● STORED DATA:
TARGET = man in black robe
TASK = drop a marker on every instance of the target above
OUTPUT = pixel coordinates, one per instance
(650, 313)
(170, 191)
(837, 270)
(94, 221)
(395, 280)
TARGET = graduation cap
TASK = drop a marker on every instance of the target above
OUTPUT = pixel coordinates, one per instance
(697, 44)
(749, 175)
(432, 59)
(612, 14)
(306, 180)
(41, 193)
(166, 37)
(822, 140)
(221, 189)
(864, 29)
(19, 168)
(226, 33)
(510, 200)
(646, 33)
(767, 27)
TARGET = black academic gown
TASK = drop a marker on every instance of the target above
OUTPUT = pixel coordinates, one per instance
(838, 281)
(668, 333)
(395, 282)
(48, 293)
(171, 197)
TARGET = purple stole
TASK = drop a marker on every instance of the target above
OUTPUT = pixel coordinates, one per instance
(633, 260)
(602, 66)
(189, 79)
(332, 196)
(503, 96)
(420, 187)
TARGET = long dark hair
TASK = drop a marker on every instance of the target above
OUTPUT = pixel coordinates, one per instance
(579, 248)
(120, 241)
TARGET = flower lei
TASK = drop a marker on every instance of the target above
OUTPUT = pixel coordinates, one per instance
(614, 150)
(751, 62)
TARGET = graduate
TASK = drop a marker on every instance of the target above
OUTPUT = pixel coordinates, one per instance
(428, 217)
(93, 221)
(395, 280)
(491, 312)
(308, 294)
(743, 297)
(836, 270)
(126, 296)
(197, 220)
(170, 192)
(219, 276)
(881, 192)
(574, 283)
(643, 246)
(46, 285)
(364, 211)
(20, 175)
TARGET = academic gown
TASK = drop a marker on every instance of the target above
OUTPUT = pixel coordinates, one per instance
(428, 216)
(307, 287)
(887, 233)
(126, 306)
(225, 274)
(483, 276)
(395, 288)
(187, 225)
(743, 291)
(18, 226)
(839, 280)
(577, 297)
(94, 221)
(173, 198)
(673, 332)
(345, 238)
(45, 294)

...

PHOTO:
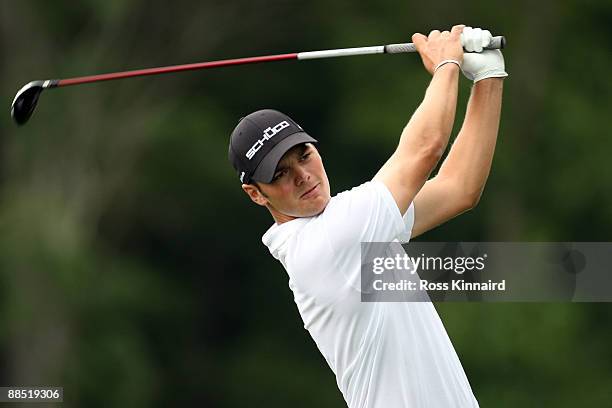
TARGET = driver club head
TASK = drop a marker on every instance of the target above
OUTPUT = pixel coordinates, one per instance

● SHORT EXERCISE:
Return every line of the data above that contains the string "academic".

● RESULT:
TARGET = black academic gown
TARGET = academic gown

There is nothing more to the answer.